→ **ABOUT THIS TASK**: Please write out each entry below exactly as it appears.

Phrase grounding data
Start of Block
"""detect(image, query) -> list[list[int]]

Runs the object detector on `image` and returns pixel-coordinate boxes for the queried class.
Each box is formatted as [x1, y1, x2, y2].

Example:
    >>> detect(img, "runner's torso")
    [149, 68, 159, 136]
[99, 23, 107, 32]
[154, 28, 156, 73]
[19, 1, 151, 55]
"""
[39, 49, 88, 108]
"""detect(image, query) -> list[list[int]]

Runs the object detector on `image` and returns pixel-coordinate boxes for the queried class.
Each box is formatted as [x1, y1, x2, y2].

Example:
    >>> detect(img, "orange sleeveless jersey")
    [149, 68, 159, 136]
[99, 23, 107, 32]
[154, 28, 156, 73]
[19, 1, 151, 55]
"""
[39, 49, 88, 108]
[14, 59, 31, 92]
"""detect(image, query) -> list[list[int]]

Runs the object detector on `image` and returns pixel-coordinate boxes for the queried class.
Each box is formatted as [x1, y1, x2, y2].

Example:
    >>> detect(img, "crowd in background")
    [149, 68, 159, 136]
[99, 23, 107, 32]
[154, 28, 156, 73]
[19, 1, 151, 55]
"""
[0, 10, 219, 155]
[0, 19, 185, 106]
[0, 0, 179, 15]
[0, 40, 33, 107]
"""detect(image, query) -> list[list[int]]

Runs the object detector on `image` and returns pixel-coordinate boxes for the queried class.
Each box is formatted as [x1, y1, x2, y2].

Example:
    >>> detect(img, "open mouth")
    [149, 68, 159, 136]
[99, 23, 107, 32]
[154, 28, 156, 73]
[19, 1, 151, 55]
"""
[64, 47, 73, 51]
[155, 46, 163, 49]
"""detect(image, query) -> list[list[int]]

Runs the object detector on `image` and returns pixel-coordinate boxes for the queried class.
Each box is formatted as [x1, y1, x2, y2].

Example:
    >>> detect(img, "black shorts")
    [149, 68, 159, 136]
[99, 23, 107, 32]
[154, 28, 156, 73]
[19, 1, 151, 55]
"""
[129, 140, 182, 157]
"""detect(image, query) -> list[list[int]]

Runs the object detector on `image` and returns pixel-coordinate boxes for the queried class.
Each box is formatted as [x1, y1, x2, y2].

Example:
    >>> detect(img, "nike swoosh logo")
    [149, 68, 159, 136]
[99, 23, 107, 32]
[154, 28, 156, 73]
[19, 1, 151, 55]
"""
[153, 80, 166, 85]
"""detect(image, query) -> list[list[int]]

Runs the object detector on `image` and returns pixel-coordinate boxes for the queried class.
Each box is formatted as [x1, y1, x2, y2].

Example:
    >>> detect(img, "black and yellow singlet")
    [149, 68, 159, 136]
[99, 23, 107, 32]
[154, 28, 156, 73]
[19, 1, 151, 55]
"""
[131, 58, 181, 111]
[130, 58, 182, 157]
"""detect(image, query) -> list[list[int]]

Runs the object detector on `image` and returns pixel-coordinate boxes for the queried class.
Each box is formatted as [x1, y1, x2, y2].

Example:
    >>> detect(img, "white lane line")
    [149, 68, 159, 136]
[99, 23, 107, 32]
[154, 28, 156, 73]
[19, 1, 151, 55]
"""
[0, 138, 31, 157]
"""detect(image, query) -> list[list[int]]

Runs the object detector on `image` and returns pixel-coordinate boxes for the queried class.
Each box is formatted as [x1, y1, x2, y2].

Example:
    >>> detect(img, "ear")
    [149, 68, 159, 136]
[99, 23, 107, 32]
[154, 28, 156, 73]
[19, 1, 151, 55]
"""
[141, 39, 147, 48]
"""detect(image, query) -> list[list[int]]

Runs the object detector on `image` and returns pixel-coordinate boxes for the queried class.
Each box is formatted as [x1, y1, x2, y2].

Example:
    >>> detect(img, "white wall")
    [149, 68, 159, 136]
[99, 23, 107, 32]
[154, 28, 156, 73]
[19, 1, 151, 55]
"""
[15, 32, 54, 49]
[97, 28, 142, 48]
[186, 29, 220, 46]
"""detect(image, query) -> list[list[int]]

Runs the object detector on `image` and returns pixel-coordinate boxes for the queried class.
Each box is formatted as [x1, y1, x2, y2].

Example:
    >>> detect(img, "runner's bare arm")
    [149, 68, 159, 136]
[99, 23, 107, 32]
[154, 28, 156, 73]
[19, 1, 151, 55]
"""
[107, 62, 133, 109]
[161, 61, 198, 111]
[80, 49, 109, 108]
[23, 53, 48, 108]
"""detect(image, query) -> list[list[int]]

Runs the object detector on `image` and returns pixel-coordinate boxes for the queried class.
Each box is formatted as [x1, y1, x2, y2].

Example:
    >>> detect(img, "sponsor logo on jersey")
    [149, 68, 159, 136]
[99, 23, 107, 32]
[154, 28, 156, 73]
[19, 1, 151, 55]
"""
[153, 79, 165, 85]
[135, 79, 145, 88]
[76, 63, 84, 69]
End of Block
→ **WRITTEN RESPONSE**:
"""detect(image, query) -> list[list[int]]

Runs the object detector on `image` and returns pixel-coordinate boxes for the queried class.
Each box is formatted as [x1, y1, x2, y2].

Example:
    >>> detect(img, "runner's torso")
    [149, 68, 159, 136]
[99, 23, 107, 32]
[154, 28, 156, 73]
[19, 1, 151, 55]
"""
[39, 49, 88, 108]
"""detect(image, query) -> list[list[int]]

Runs the object detector on `image` and returns pixel-coordinate boxes for the queried class.
Each box is formatted as [x1, y1, x2, y2].

Example:
    >>> detect(img, "orange sleeveless jersey")
    [149, 68, 159, 136]
[99, 23, 107, 32]
[154, 28, 156, 73]
[19, 1, 151, 55]
"""
[39, 49, 88, 108]
[14, 59, 31, 92]
"""detect(image, query) -> list[list[int]]

Runs the object detector on `image` and returns pixel-coordinate boxes for the queried class.
Each box is formatted as [x1, y1, x2, y2].

Example:
    >>> detect(img, "crowd in background")
    [149, 68, 159, 136]
[99, 23, 107, 32]
[154, 28, 156, 73]
[19, 1, 151, 55]
"""
[0, 10, 219, 155]
[0, 19, 185, 106]
[0, 0, 179, 15]
[0, 40, 33, 107]
"""detect(image, query) -> list[list[int]]

Runs the object detector on `image` and returns pixel-coordinate boxes for the queried class.
Each box is formatted as [x1, y1, x2, y2].

Example:
    >>> detect(img, "open mouth")
    [149, 68, 159, 136]
[99, 23, 107, 32]
[154, 28, 156, 73]
[19, 1, 151, 55]
"""
[64, 47, 73, 51]
[155, 46, 163, 49]
"""detect(image, query) -> list[list[int]]

Runs the object detector on `image` and returns pixel-coordinate boxes for the queried class.
Each box is formatted as [x1, y1, x2, y2].

Example:
    >>> detect(img, "black shorts")
    [149, 68, 159, 136]
[99, 23, 107, 32]
[154, 28, 156, 73]
[19, 1, 151, 55]
"""
[129, 140, 182, 157]
"""detect(image, query) -> list[list[int]]

Runs the object detector on `image` and returns pixel-coordinate boxes for the queried class.
Each box is formatted as [x1, y1, x2, y2].

Example:
    >>> detect(img, "nike swoosh logo")
    [149, 68, 159, 136]
[99, 23, 107, 32]
[154, 28, 156, 73]
[19, 1, 151, 55]
"""
[153, 80, 166, 85]
"""detect(image, query) -> list[list[int]]

Runs the object detector on `image` and returns pixel-coordinate boxes for the queried class.
Each box is formatted as [x1, y1, x2, y2].

Example:
    >>> detect(img, "black and yellow singlet")
    [149, 68, 159, 136]
[99, 23, 107, 32]
[154, 28, 156, 73]
[19, 1, 151, 55]
"""
[131, 58, 181, 111]
[130, 58, 182, 157]
"""detect(image, query) -> list[list[int]]

Runs the object detector on `image` and returns pixel-coordinate boxes for the queried class.
Each box is formatted as [x1, y1, x2, y2].

Example:
    >>> detect(img, "white lane line")
    [149, 68, 159, 136]
[99, 23, 107, 32]
[154, 28, 156, 73]
[19, 1, 151, 55]
"""
[0, 138, 31, 157]
"""detect(image, query) -> list[list[int]]

Runs the object detector on `image` and returns pixel-coordinate boxes for the queried class.
Each box is formatted as [x1, y1, x2, y2].

Example:
    >>> detect(img, "ear")
    [149, 68, 159, 136]
[99, 23, 107, 32]
[154, 28, 156, 73]
[19, 1, 151, 55]
"""
[141, 39, 147, 48]
"""detect(image, query) -> list[list[int]]

Runs the object detector on `image` and returns pixel-coordinate boxes for the queried class.
Each box is formatted as [x1, y1, x2, y2].

Example:
    >>> detect(img, "white wall")
    [149, 68, 159, 136]
[99, 23, 107, 32]
[154, 28, 156, 73]
[19, 1, 151, 55]
"""
[15, 32, 54, 49]
[97, 28, 142, 48]
[186, 29, 220, 46]
"""detect(image, query) -> list[list[int]]

Runs the object detector on `image` and returns pixel-coordinate boxes for the queried class.
Each box is formatted as [x1, y1, x2, y2].

Example:
    >>> detect(img, "runner's bare arm")
    [149, 68, 159, 136]
[99, 23, 107, 32]
[154, 28, 156, 73]
[19, 1, 151, 55]
"""
[107, 62, 133, 109]
[161, 61, 198, 111]
[80, 49, 109, 108]
[23, 53, 48, 108]
"""detect(image, query) -> list[list[int]]

Runs the object detector on `image` and returns pixel-coordinate boxes for the queried class.
Each box is formatted as [x1, y1, x2, y2].

Example:
    >>> detect(img, "sponsor logo on jersey")
    [149, 68, 159, 136]
[99, 23, 107, 32]
[154, 28, 156, 73]
[19, 1, 151, 55]
"""
[153, 79, 165, 85]
[135, 79, 145, 88]
[76, 63, 84, 69]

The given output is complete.